═════ Document segment

SUSTAINABLE CORPORATE GOVERNANCE AND FINANCING

Contents

QUESTION 1; 3

Thesis statement 3

Effectiveness of voting in corporate governance 3

Conclusion 6

QUESTION 2 6

Introduction 6

Corporate codes 7

Conclusion 9

QUESTION 3 9

Introduction 9

What is ‘comply or explain’ approach? 10

Advantages of ‘comply or explain’ approach in sound corporate governance 11

Conclusion 12

QUESTION 4 13

Introduction 13

Unitary verses dual boards 13

Advantages of unitary board structures 14

Disadvantages of unitary board structure 14

Advantages of a dual board structure 14

Disadvantages of dual board structures 15

Impacts of globalisation on selection of board structure 15

Conclusion 15

REFERENCES 17

QUESTION 1;

Voting is one way in which shareholders can express their preferences and views. How effective is voting as a means of increasing the focus of corporations on sustainability? In your answer you are required to also consider the role of institutional shareholders and the manner in which they may engage with voting.

Thesis statement

This paper will discuss the effective of voting in corporate governance. Shareholders decide on the management of a corporation through voting. Votes are in relation to the number of shares held in a company.

══════════

#### What is expected
Retype the whole segment on sustainable corporate governance and financing, keeping every line as it appears. None of the material that follows has any bearing on this.

═════ Data shown

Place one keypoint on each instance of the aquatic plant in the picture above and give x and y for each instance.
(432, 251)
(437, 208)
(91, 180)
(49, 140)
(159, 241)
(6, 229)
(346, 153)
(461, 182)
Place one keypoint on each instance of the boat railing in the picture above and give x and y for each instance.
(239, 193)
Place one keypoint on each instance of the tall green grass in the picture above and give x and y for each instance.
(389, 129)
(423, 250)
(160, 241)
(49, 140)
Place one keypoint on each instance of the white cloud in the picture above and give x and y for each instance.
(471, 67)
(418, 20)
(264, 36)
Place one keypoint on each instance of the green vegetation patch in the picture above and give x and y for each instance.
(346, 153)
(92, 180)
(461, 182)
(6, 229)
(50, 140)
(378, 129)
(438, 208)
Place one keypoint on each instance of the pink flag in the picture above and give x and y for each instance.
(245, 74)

══════════
═════ Data shown

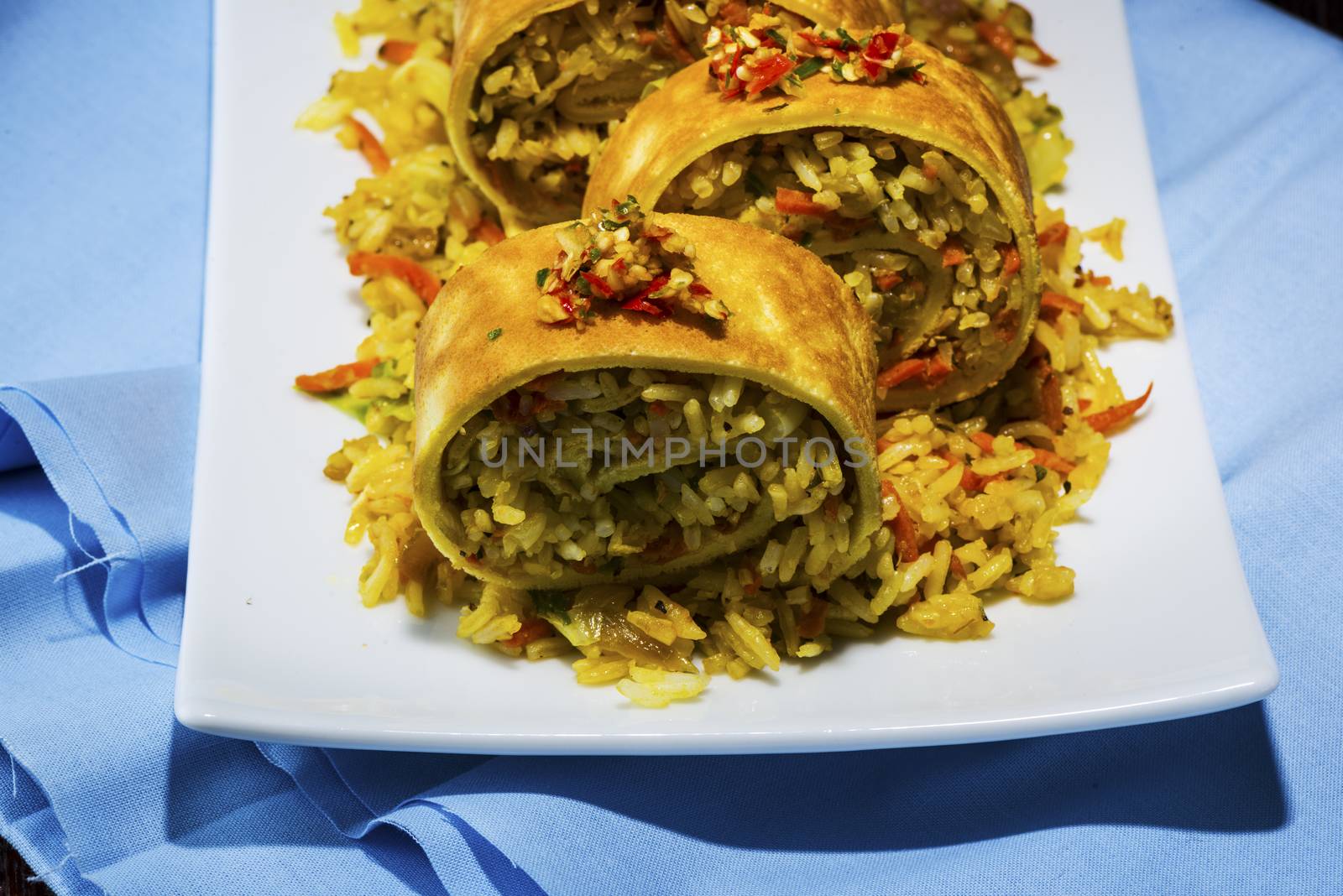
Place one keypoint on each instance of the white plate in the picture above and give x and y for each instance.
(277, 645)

══════════

#### Completed exercise
SUSTAINABLE CORPORATE GOVERNANCE AND FINANCING

Contents

QUESTION 1; 3

Thesis statement 3

Effectiveness of voting in corporate governance 3

Conclusion 6

QUESTION 2 6

Introduction 6

Corporate codes 7

Conclusion 9

QUESTION 3 9

Introduction 9

What is ‘comply or explain’ approach? 10

Advantages of ‘comply or explain’ approach in sound corporate governance 11

Conclusion 12

QUESTION 4 13

Introduction 13

Unitary verses dual boards 13

Advantages of unitary board structures 14

Disadvantages of unitary board structure 14

Advantages of a dual board structure 14

Disadvantages of dual board structures 15

Impacts of globalisation on selection of board structure 15

Conclusion 15

REFERENCES 17

QUESTION 1;

Voting is one way in which shareholders can express their preferences and views. How effective is voting as a means of increasing the focus of corporations on sustainability? In your answer you are required to also consider the role of institutional shareholders and the manner in which they may engage with voting.

Thesis statement

This paper will discuss the effective of voting in corporate governance. Shareholders decide on the management of a corporation through voting. Votes are in relation to the number of shares held in a company.